[[ Input, beginning ]]

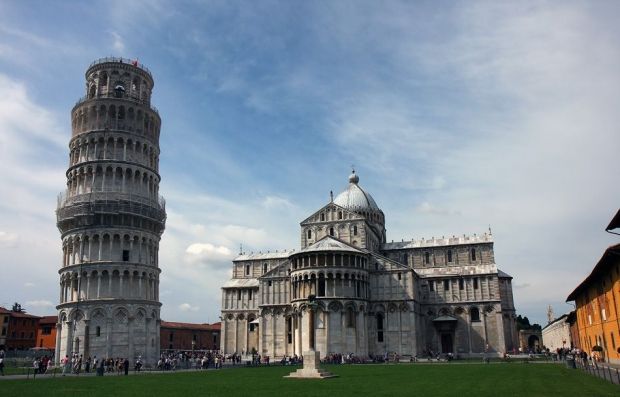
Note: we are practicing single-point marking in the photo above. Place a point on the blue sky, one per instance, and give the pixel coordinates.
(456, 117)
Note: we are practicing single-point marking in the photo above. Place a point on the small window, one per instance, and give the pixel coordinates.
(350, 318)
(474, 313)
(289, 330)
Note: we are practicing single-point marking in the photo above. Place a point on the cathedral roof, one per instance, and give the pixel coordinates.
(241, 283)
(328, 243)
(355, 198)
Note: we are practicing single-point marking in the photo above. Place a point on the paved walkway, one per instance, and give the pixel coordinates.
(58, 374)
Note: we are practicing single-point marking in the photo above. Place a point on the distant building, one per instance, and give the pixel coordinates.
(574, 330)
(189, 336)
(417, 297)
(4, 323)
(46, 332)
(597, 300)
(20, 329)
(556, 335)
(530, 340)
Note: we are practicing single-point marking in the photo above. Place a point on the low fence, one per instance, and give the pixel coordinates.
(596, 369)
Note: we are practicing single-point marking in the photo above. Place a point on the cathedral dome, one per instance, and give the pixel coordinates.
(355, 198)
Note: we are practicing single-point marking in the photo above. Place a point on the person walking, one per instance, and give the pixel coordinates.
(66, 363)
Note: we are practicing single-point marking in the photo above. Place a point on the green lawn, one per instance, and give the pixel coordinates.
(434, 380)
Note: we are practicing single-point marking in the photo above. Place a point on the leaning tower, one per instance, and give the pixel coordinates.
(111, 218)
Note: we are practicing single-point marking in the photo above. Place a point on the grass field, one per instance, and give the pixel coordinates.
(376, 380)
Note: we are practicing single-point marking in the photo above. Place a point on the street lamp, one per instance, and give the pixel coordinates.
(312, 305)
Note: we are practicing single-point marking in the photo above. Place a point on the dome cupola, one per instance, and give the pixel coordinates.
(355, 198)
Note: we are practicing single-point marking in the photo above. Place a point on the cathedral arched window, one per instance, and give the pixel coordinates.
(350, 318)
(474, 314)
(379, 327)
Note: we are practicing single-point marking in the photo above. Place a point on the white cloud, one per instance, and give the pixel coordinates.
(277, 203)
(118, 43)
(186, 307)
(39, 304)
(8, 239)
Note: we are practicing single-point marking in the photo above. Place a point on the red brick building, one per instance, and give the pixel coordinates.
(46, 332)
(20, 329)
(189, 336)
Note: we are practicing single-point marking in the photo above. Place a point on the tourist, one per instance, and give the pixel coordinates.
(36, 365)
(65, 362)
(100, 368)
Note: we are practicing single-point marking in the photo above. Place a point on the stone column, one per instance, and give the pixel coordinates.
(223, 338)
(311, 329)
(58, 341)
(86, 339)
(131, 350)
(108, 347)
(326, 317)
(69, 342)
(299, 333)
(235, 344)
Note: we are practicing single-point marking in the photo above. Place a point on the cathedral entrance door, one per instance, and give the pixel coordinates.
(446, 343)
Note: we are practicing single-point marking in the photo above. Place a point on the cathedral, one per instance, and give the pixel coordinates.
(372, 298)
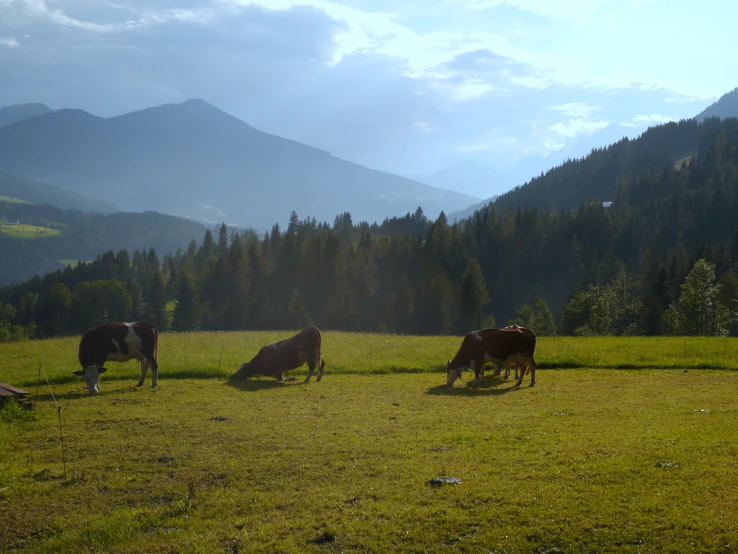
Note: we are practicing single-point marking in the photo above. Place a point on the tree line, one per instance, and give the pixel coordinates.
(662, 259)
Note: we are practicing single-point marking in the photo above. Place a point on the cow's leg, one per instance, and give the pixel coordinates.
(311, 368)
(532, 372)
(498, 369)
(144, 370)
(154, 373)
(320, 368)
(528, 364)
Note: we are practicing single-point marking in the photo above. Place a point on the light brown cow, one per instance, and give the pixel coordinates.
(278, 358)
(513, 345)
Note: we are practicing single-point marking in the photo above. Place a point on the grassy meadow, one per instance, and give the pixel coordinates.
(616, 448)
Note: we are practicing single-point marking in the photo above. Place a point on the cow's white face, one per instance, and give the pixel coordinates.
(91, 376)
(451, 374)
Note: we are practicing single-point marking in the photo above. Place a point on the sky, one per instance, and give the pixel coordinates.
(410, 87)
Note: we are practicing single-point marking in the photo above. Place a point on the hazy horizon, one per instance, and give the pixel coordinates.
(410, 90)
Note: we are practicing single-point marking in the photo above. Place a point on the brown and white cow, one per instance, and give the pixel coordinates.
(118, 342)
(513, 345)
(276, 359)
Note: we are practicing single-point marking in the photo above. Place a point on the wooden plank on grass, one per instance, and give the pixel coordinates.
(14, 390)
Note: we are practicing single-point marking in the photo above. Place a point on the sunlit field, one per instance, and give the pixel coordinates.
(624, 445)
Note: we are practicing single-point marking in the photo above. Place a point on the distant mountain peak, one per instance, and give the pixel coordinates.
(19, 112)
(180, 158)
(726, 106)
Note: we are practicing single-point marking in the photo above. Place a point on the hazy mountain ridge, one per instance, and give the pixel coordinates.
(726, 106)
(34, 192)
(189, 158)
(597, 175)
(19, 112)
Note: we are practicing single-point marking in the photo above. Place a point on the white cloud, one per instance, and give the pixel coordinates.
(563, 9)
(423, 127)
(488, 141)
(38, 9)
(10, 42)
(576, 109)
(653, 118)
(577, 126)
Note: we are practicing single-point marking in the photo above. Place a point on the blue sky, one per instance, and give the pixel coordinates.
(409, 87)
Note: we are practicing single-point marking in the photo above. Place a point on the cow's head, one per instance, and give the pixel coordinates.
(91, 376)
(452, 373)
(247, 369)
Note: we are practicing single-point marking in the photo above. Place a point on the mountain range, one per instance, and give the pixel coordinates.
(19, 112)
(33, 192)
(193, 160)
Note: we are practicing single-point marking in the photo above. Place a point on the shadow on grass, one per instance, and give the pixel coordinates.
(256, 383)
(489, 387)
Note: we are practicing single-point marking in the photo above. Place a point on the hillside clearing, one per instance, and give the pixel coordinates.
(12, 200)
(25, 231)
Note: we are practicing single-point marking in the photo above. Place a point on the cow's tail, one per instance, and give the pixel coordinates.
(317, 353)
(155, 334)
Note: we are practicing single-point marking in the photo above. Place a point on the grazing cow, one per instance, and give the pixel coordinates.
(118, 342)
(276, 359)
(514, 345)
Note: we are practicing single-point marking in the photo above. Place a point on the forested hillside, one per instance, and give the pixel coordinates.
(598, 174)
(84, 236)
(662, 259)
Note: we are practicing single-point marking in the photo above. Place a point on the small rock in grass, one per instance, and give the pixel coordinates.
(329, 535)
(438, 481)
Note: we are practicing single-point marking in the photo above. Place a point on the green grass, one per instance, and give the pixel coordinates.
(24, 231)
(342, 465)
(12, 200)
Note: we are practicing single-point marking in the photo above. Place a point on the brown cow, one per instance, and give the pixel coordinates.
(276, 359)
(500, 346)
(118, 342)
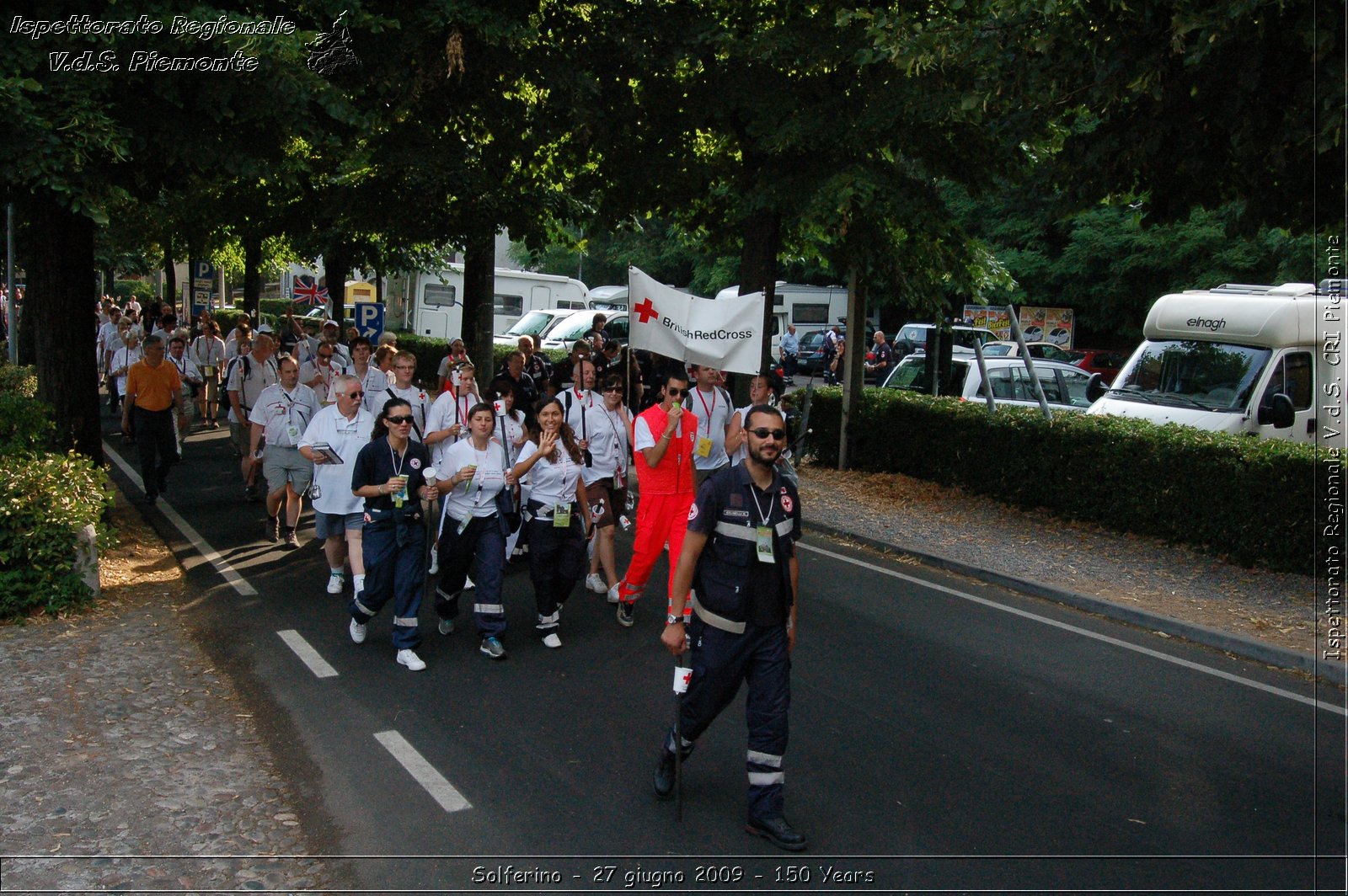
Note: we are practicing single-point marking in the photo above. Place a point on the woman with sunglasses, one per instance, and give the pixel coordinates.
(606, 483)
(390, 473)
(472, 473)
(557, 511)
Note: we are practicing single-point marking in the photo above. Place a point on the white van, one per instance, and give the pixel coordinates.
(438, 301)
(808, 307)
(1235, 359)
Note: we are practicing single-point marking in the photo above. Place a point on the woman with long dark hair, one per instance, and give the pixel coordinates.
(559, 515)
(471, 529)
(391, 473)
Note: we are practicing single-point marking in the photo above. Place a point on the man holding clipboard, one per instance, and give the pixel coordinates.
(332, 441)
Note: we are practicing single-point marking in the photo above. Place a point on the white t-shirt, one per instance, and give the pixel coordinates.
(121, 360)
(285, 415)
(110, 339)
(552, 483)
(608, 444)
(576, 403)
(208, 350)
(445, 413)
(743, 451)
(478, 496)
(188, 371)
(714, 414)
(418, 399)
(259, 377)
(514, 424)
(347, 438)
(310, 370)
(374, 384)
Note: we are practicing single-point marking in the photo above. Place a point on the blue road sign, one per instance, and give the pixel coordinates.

[[ Input, end ]]

*Task*. Please, without any pictures, print each entry exactly.

*Result for this task*.
Note: we are practicing single-point marking in the photo above. Place a point on the blue sky, one per instance, and give the pixel coordinates.
(456, 117)
Note: we are practicing single-point marking in the photo above. Place a point on the small window, one per instance, and give the pixel coordinates.
(350, 318)
(474, 313)
(289, 330)
Note: we are practicing single-point marking in the photo above. Place a point on the cathedral roof, one per instance, and give the pixel coordinates.
(241, 283)
(328, 243)
(355, 198)
Note: we are practicing single-point marking in the photo above. Place a point on the paved walkway, one per instance, and give the pixel coordinates.
(58, 374)
Note: we are practicing single-point marking in the photo above. Place a point on the distant building, one per instance, and give the pixel coordinates.
(574, 330)
(189, 336)
(417, 297)
(4, 323)
(46, 332)
(597, 300)
(20, 329)
(556, 335)
(530, 340)
Note: we are practicing single-point marking in the photo above. Place a point on the low fence, one per instance, and give the pixel coordinates.
(596, 369)
Note: we are practicing single-point marking in the photo above. Place a point on the cathedral dome, one per instance, and give the pixel coordinates.
(355, 198)
Note: we are practicing single-point marking in the photo above. Place a point on the person walking, one per instance, and give the pixel coordinates.
(66, 363)
Note: we are practicing single-point marking in the photo above. Place a point on the green lawn, one per instance, and give the pixel coordinates.
(434, 380)
Note: we are practicing single-point marking in the photo above. Place a point on the leaning tower, one per instance, and give the pixel coordinates.
(111, 218)
Note: we are practicing single-point marking in the photo above. Place a point on the grass field, one per instance, and give the pixel coordinates.
(376, 380)
Note: we are practicing single-point marking in the photo above. Place a point on the street lamp, one per instance, and give the pixel coordinates.
(312, 305)
Note: we are practicing single-point marking in the photo above. Place a point on the dome cupola, one per instance, and give the pixel coordinates.
(355, 198)
Note: we are practicing single-point marking in the photo above. Place a point on the cathedral arched window, one per instance, and give the pixel coordinates.
(350, 318)
(474, 314)
(379, 327)
Note: we are practicing single-point marking in the photo above. Place a point on the white cloud, one per instance, and give the pixel coordinates.
(277, 203)
(118, 43)
(186, 307)
(39, 304)
(8, 239)
Note: we are practicing single-point marking in the photo above. Place a point on the red brick building, one per instance, and give the pixel coordinates.
(46, 332)
(20, 329)
(189, 336)
Note: we are practicing single-point marking in the photo above. Place a point on the tourist, one per instance, and give the pixel coordinates.
(36, 365)
(65, 362)
(100, 368)
Note: we are practicing single-point marking in the photo above. Place a point on the stone column, one per instance, and give the pixel coordinates.
(223, 338)
(311, 329)
(58, 341)
(86, 339)
(131, 350)
(108, 347)
(326, 317)
(69, 342)
(299, 333)
(235, 344)
Note: we are practicing single-point marking in the photo above. Place a point on the cathedral entrance door, one per instance, and give the pixel coordinates.
(446, 343)
Note: we are practicing single-point marking in the photo above. Place a point on the cathedral, one per instance, and give the pixel coordinates.
(372, 298)
Note: we are practicing single-point marking in the photo above. Place a point on the tree line, one per instance, and give the pixel coordinates.
(662, 259)
Note: we are practicing single-point marking in the photo above. Place a point on the cow's leg, one per instance, and give the pixel coordinates.
(311, 368)
(532, 372)
(498, 369)
(144, 370)
(154, 373)
(320, 368)
(528, 364)
Note: we are practicing single-point marking in the photo above. Place a point on the light brown cow, one per instance, and give the pixel coordinates.
(278, 358)
(513, 345)
Note: we are practicing single-point marking in the photo above. Place a point on the grassy meadow, one per instance, and give the pixel coordinates.
(616, 448)
Note: we are practicing single-point marking in the photo above. Place a point on the cow's white face, one per instance, and give the pixel coordinates.
(91, 376)
(451, 374)
Note: we are practicing single-point marking in the photo above. Place a point on the sky, one per instance, and give the pixel coordinates.
(410, 87)
Note: we are practicing single-point marking in the photo above. Place a point on the hazy horizon, one per instance, and give the pixel coordinates.
(410, 90)
Note: we are practicing single-point marking in the photo above. Place a point on the brown and white cow, one per instance, and give the pixel coordinates.
(118, 342)
(513, 345)
(276, 359)
Note: we are practicing single-point marking in the photo above. Place a point on the wooden plank on grass, one per instance, and give the pixel coordinates.
(14, 390)
Note: we are practicing single-point marking in the photo above. Place a point on the sunlit field, one per instance, and give the pixel coordinates.
(624, 445)
Note: we are practicing single-point marking in the photo above. Place a point on the distant mountain peak, one per instance, and give the pixel coordinates.
(19, 112)
(180, 158)
(726, 106)
Note: we are practicing single-point marking in the photo above. Place a point on the hazy mountain ridge, one per instance, and give the pixel coordinates.
(726, 106)
(34, 192)
(189, 158)
(597, 175)
(19, 112)
Note: we are practicing single-point marking in the photo above. Place a point on the white cloud, one per instance, and give the pixel coordinates.
(563, 9)
(423, 127)
(488, 141)
(38, 9)
(10, 42)
(576, 109)
(653, 118)
(577, 126)
Note: we are practicing single-point marking in the photo above. Place a point on the blue sky, one per instance, and give the pixel coordinates.
(409, 87)
Note: we are practicing single-point marking in the photo above. Place a point on the cow's head, one per instance, and give the pixel coordinates.
(91, 376)
(452, 373)
(247, 369)
Note: we are practicing single-point marking in the photo above. Place a point on the mountain range, one per instance, and give the pixel coordinates.
(19, 112)
(33, 192)
(193, 160)
Note: we are practicing single-point marking in the photo above. Place a point on the shadow on grass, one per instance, and give the pixel coordinates.
(256, 383)
(489, 387)
Note: we are practicing single-point marking in the photo above. Place a point on the hillside clearing, one per instance, and give the pixel coordinates.
(12, 200)
(25, 231)
Note: we are practicing single-point marking in the photo above. Place a point on the cow's tail, one per instance, and give the pixel coordinates.
(317, 353)
(155, 334)
Note: we are practicing single-point marking in the photo above. Place a point on the grazing cow, one per instance, and give the pixel coordinates.
(118, 342)
(276, 359)
(514, 345)
Note: we are practicing single-point marking in the photo above. Place a point on the forested hillside, one per instance, and give the pixel coordinates.
(598, 174)
(84, 236)
(662, 259)
Note: we are practicing single-point marking in the photo above. Place a point on the small rock in grass, one per instance, and give the pixel coordinates.
(329, 535)
(438, 481)
Note: we are practicing single-point marking in the photo above. Place a point on the green grass, one per instance, and give the pixel coordinates.
(24, 231)
(342, 465)
(12, 200)
Note: we are practicing single-point marking in the photo above. Place a point on the brown cow, one per instance, and give the pixel coordinates.
(276, 359)
(500, 346)
(118, 342)
Note: we are practicing single-point marking in the photo above. Place a point on the woman with sunglasses, one per instance, and give the pixel coordinates.
(606, 483)
(390, 473)
(472, 473)
(557, 511)
Note: we are practicing single-point marking in the photo above. Place a point on the white van, one per instance, and give the pixel coordinates.
(438, 301)
(808, 307)
(1235, 359)
Note: we are practicing single-point marking in the photo above. Place a point on the woman with long dark hair, one per instance, and give the pixel coordinates.
(559, 515)
(471, 529)
(391, 473)
Note: we are practicing single-point marking in the photo above. Place a point on the man holding clipboard, one per instance, and give the pixel coordinates.
(332, 441)
Note: we are practicing single-point marking in the photo above. Place a point on the white t-shirt, one per instance, and give the pixel coordinates.
(121, 360)
(285, 415)
(110, 339)
(552, 483)
(608, 444)
(576, 403)
(208, 350)
(445, 413)
(743, 451)
(478, 496)
(188, 371)
(714, 414)
(418, 399)
(259, 377)
(514, 424)
(347, 438)
(310, 370)
(374, 384)
Note: we are practicing single-point marking in the photo above. Place a point on the blue road sign, one per instance, and give the pixel coordinates.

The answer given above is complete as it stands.